Start of Exercise data

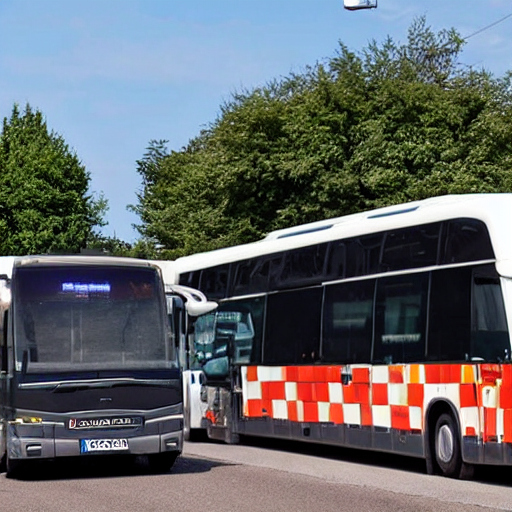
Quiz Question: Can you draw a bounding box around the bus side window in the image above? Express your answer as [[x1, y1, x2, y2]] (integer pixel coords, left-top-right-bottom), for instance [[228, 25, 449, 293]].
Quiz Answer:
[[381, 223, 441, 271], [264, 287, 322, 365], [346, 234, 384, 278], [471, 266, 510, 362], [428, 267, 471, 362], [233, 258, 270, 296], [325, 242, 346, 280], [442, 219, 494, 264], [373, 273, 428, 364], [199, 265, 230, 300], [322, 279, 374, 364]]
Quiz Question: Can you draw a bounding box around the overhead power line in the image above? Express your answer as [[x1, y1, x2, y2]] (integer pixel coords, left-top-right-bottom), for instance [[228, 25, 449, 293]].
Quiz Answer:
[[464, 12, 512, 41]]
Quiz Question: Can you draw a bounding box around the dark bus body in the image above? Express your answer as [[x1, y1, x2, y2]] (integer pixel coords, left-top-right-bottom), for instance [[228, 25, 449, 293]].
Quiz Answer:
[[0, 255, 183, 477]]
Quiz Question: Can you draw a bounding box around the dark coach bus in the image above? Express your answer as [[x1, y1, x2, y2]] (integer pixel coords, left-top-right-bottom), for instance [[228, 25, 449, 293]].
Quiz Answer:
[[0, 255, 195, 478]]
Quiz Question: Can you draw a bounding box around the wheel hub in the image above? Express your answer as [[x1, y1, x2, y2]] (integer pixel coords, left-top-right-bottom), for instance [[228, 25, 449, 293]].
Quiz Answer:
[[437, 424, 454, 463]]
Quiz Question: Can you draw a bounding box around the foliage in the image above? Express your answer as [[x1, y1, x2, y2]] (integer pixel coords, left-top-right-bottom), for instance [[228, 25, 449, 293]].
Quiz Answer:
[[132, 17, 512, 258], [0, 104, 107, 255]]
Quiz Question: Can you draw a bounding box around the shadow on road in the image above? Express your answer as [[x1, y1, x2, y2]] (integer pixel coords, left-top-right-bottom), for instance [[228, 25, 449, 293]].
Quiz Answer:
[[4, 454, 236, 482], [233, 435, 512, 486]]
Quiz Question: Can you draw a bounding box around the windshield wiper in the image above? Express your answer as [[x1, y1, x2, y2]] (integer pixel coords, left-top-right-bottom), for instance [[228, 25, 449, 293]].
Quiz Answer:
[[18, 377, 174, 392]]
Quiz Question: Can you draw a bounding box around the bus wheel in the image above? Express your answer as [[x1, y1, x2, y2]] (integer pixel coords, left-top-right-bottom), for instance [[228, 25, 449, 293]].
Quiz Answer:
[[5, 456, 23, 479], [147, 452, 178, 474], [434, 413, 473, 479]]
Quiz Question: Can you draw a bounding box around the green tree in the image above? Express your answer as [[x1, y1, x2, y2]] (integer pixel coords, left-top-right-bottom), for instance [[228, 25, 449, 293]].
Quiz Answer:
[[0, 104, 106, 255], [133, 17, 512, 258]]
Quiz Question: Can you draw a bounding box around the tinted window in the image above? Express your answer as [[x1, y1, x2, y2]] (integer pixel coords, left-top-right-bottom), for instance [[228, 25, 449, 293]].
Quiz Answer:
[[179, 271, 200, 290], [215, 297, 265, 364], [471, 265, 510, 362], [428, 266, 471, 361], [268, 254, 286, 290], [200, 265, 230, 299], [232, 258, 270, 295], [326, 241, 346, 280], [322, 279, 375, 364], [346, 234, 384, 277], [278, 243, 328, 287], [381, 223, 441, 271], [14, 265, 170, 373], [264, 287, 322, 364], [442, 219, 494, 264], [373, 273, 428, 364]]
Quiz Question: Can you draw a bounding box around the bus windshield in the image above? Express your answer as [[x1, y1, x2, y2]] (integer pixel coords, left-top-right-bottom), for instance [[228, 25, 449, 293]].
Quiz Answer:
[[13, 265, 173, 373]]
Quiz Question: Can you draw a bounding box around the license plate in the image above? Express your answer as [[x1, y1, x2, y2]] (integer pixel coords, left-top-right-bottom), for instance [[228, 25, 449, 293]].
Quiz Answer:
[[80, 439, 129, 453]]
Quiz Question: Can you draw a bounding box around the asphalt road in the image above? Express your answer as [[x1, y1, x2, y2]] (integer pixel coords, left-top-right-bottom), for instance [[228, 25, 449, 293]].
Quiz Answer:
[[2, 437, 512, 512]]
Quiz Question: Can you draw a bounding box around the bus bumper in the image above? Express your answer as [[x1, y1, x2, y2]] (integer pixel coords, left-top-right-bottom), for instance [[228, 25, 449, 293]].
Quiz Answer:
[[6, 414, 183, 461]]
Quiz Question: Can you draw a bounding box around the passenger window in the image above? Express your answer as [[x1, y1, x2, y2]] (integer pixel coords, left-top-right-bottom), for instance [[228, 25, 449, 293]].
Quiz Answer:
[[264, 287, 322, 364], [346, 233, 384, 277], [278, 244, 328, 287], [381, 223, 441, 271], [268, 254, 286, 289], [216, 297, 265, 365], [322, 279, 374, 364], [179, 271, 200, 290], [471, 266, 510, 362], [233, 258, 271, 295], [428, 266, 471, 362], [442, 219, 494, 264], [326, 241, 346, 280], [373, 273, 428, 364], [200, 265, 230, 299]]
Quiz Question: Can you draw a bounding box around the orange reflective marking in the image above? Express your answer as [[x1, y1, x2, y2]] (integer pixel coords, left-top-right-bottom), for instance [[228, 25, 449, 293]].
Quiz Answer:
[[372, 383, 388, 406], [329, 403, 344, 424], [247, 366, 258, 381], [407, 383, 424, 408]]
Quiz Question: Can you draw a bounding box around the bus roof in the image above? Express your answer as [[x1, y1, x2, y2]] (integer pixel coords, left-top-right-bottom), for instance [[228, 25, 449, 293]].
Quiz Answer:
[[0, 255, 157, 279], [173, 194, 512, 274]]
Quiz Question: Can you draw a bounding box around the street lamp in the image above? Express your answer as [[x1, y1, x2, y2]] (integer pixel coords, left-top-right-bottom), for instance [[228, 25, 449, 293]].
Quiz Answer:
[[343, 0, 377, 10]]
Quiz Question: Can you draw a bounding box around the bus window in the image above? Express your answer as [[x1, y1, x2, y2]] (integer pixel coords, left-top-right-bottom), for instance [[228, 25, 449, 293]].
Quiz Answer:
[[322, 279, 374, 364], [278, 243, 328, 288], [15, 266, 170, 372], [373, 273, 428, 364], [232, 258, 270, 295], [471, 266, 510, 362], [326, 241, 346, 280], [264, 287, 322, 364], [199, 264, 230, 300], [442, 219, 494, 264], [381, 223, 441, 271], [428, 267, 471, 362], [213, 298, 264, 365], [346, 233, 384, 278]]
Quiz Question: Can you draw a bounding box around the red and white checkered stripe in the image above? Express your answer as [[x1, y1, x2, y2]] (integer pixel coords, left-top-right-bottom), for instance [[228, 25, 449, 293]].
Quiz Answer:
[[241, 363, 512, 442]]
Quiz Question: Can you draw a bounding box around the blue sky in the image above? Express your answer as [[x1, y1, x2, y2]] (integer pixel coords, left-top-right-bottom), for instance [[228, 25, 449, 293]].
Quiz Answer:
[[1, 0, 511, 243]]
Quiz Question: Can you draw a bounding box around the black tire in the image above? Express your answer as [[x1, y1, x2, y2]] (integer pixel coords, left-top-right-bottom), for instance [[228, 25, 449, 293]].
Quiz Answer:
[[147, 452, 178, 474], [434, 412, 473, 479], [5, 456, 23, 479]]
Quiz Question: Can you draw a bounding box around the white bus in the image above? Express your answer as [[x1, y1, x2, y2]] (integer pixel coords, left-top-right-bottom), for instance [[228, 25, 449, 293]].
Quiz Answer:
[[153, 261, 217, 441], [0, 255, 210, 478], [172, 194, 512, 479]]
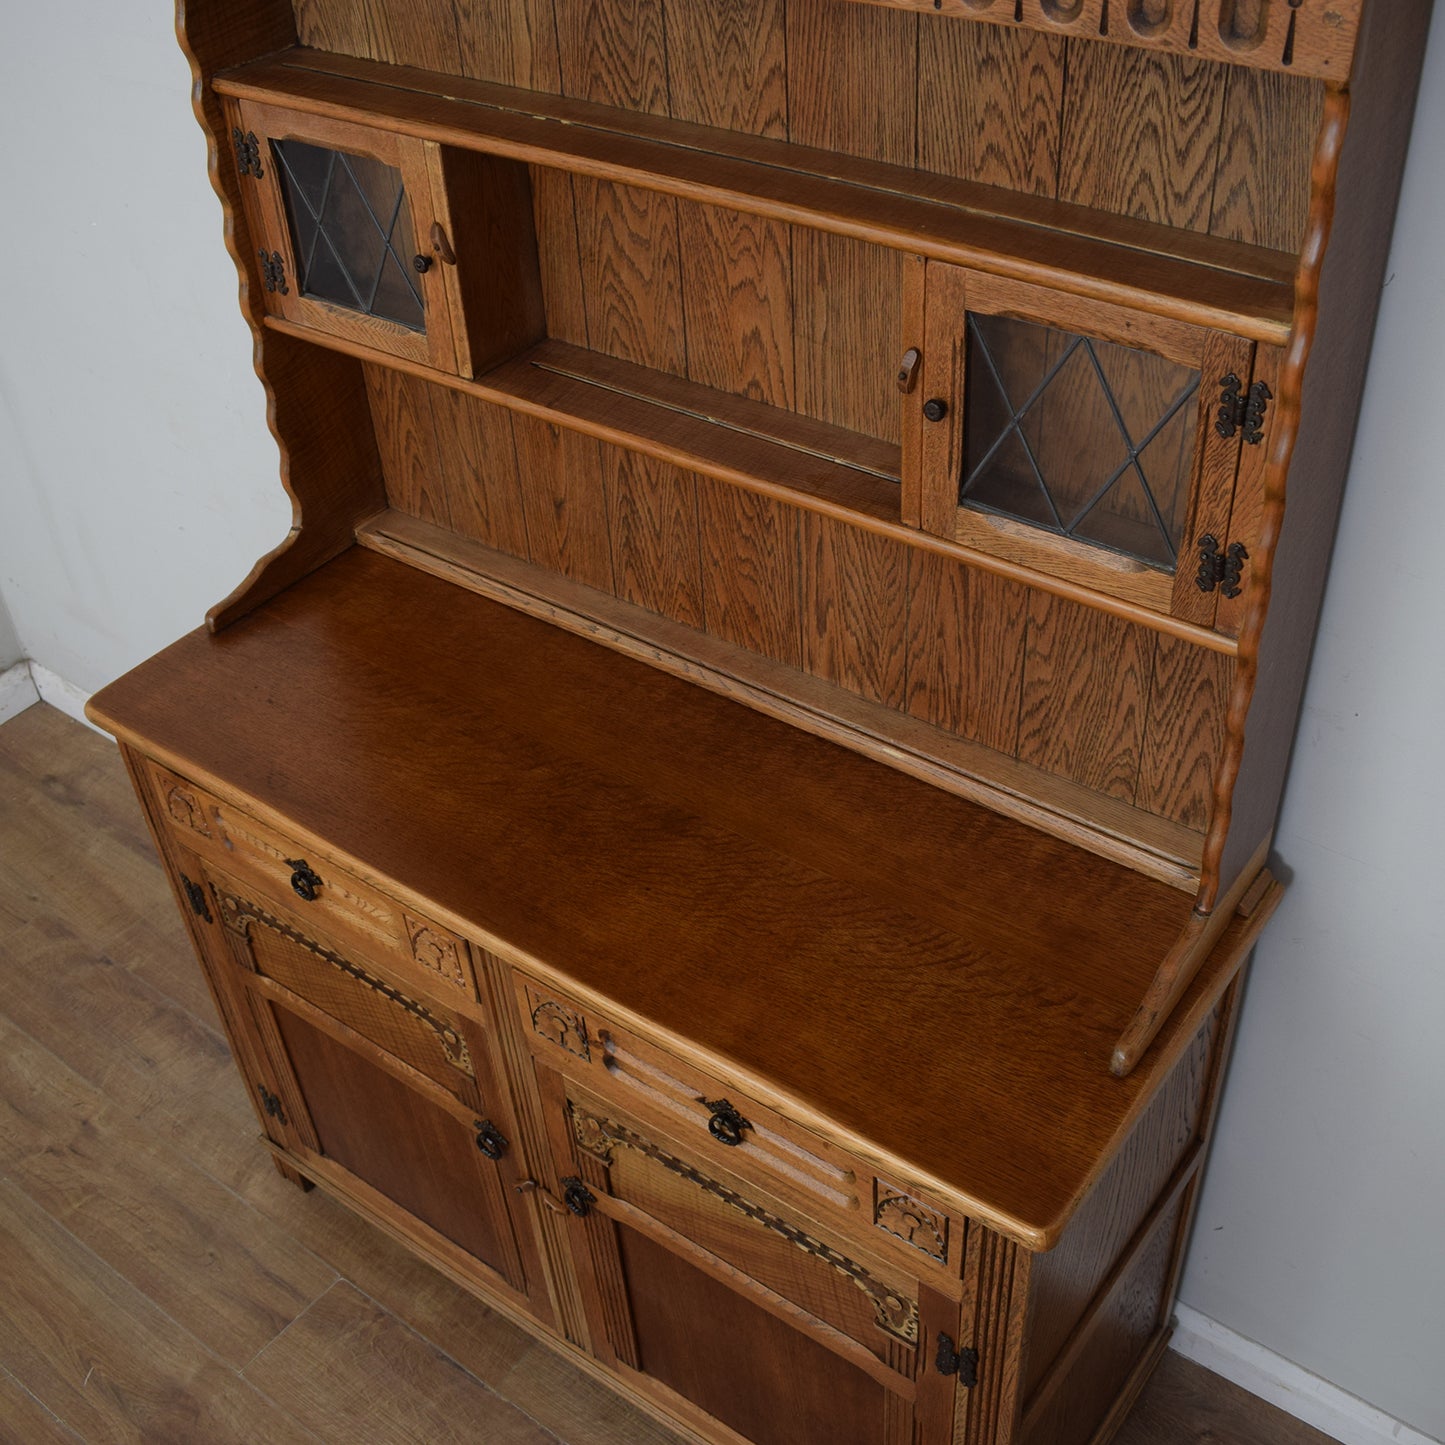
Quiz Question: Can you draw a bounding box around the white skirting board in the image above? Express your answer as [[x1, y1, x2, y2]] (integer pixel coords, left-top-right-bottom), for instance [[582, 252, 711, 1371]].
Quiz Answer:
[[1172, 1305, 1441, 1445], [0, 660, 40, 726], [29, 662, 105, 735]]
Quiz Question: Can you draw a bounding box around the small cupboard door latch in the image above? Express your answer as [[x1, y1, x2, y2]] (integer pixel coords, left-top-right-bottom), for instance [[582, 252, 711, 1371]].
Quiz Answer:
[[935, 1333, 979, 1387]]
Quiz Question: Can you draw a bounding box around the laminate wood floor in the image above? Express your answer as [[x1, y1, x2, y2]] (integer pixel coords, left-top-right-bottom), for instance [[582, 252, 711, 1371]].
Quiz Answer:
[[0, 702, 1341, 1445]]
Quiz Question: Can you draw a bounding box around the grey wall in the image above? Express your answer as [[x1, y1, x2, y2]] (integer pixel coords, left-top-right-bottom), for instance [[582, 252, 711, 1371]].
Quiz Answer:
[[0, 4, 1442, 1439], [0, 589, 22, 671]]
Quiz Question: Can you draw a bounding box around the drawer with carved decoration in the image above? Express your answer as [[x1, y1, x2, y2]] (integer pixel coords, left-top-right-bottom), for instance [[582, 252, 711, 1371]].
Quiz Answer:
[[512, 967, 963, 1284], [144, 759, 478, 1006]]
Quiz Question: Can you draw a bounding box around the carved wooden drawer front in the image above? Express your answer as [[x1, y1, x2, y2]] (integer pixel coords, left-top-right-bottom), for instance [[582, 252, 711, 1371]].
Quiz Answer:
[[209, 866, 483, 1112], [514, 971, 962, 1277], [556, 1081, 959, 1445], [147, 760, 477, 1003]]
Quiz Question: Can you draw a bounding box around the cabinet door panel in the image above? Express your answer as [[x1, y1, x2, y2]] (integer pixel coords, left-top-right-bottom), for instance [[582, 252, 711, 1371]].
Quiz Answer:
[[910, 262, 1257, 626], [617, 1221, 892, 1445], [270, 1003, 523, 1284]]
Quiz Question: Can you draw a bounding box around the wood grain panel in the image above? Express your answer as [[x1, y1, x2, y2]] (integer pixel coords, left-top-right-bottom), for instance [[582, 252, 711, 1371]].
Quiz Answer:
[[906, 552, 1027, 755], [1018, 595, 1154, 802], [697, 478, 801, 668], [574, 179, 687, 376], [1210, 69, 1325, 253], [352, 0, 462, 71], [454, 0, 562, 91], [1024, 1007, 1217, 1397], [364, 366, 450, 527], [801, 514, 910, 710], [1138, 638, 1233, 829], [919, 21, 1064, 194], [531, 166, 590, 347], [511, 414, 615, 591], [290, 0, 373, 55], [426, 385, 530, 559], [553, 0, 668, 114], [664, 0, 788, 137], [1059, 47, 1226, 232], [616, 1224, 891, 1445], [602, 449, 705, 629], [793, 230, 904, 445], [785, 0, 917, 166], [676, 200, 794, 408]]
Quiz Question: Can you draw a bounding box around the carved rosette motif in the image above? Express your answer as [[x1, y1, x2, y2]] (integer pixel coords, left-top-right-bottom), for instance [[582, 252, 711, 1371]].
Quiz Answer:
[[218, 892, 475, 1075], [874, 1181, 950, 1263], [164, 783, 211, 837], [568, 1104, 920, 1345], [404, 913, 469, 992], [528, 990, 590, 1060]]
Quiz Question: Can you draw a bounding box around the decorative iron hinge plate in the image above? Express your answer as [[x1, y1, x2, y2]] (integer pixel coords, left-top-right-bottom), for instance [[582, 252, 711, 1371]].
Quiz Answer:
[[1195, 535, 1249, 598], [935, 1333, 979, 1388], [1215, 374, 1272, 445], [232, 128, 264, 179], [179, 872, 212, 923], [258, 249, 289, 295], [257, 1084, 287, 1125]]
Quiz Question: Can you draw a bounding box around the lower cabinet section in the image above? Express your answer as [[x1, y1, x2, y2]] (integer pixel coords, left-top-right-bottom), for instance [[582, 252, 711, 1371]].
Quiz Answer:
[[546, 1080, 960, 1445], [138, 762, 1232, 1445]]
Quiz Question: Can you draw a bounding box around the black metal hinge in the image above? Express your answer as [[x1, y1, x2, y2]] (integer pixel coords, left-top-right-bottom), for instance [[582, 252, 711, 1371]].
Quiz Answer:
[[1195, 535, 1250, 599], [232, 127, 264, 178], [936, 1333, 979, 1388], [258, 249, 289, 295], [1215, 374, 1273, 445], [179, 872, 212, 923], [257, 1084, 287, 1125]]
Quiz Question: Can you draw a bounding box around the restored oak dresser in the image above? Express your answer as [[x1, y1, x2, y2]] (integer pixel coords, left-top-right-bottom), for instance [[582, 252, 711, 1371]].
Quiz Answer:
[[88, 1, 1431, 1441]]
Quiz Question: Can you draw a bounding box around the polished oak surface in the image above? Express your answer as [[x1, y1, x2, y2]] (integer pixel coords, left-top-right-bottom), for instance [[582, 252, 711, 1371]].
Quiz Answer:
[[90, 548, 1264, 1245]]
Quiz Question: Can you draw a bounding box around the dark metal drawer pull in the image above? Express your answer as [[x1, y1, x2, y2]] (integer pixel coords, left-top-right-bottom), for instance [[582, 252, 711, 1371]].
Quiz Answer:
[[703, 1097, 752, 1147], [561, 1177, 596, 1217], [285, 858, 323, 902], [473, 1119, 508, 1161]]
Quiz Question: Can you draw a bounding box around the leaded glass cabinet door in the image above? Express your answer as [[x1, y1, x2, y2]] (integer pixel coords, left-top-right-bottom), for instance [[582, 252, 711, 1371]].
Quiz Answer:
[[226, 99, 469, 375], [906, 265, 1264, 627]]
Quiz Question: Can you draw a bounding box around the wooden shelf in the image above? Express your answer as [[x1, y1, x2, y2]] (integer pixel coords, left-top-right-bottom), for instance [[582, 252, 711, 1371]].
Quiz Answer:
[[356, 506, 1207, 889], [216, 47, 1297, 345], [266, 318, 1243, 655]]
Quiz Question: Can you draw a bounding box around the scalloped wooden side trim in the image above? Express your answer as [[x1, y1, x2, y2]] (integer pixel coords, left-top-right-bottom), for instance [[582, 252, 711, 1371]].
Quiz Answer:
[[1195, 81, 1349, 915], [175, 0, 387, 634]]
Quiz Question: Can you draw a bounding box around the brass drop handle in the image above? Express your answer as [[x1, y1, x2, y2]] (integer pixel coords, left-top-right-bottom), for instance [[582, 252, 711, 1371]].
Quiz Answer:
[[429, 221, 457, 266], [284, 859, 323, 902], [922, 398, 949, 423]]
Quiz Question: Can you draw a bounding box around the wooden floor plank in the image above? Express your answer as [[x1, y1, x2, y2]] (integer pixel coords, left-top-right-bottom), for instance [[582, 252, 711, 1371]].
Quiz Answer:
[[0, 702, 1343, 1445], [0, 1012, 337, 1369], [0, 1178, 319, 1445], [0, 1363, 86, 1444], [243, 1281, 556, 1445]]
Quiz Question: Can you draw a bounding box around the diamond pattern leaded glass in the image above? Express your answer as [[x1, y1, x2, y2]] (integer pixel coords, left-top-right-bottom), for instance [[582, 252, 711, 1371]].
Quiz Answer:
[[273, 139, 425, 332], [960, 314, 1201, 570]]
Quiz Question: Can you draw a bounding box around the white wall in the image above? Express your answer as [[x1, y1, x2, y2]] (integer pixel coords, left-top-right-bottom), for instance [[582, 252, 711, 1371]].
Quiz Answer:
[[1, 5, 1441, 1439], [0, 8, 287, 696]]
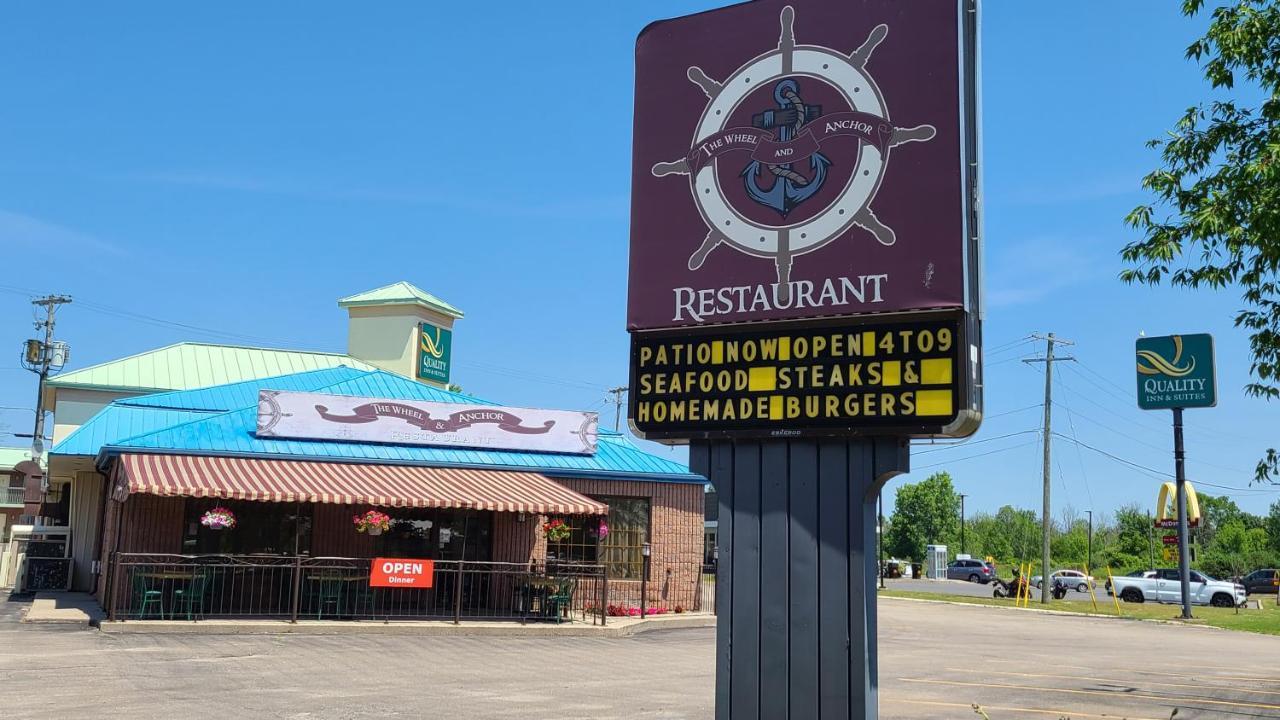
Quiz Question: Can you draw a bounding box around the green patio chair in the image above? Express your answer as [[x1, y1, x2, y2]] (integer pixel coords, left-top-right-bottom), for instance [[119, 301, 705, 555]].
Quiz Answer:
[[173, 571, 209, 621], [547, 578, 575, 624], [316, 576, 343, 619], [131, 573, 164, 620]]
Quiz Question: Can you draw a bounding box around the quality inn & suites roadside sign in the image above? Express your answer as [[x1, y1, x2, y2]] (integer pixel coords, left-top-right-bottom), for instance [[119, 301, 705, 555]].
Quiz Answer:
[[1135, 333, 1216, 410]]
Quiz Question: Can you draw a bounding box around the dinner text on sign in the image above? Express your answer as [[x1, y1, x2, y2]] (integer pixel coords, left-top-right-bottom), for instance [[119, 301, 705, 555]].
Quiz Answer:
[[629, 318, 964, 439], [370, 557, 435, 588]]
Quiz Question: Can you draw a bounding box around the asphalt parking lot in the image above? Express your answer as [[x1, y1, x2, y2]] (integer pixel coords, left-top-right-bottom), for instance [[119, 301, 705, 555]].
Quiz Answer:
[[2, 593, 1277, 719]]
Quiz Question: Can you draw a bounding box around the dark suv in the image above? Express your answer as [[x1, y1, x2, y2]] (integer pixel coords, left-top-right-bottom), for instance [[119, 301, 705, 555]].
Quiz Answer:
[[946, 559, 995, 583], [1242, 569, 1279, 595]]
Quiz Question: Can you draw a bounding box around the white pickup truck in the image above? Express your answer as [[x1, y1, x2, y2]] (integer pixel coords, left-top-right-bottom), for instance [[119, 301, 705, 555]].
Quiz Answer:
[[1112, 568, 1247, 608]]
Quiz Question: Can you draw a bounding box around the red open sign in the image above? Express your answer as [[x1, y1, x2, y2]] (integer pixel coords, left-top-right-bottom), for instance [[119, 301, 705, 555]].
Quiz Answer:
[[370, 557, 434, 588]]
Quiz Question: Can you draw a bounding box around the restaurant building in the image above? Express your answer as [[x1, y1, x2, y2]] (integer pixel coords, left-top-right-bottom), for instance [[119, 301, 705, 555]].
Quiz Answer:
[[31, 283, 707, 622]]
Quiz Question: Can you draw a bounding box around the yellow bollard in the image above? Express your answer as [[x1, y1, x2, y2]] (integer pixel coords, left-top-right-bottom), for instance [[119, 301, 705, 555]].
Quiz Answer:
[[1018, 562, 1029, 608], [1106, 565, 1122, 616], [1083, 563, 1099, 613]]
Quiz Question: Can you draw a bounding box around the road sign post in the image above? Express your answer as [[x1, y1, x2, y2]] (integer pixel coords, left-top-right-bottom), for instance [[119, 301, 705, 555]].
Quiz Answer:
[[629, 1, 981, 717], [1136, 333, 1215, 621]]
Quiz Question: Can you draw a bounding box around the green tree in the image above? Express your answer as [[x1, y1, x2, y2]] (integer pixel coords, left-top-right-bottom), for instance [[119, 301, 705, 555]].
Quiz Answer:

End of Exercise data

Required action — Among the lines above, repeat exactly those from the line with "Quiz Question: Can you draw a bounding box around the laminate" to the line with "Quiz Question: Can you draw a bounding box around the cabinet", counting both ends.

Completed task —
Quiz Question: Can you draw a bounding box around the laminate wood floor in the image above? Express your answer as [[x1, y1, x2, y2]] (integer pixel coords, left-top-right-bottom), for instance [[582, 252, 711, 1371]].
Quiz Answer:
[[0, 702, 1341, 1445]]
Quiz Question: Can you draw a bounding box around the grey wall in the image above? Express your answer as [[x1, y1, x2, y2]] (integer pixel coords, left-top-right-bottom), for instance [[582, 252, 711, 1371]].
Quiz Answer:
[[0, 4, 1442, 1439], [0, 589, 22, 671]]
Quiz Question: Can you draw a bounding box around the drawer with carved decoration in the image above? Express your answer as [[x1, y1, x2, y2]] (integer pixel coords, left-top-right-bottom), for instance [[582, 252, 711, 1371]].
Quiz Answer:
[[512, 967, 963, 1284], [144, 759, 478, 1006]]
Quiz Question: Can you draw a bounding box around the carved wooden drawer front in the image above? Express your answer as [[x1, y1, x2, y2]] (integer pixel coords, left-top-right-bottom), for instance [[582, 252, 711, 1371]].
Quiz Answer:
[[209, 866, 483, 1112], [514, 971, 962, 1277], [556, 1081, 959, 1445], [147, 760, 477, 1003]]
Quiz Question: Can you draw a bounding box around the cabinet door panel in the image above? Express your answer as [[x1, y1, x2, y2]] (integer pixel coords, left-top-right-bottom), for instance [[582, 252, 711, 1371]].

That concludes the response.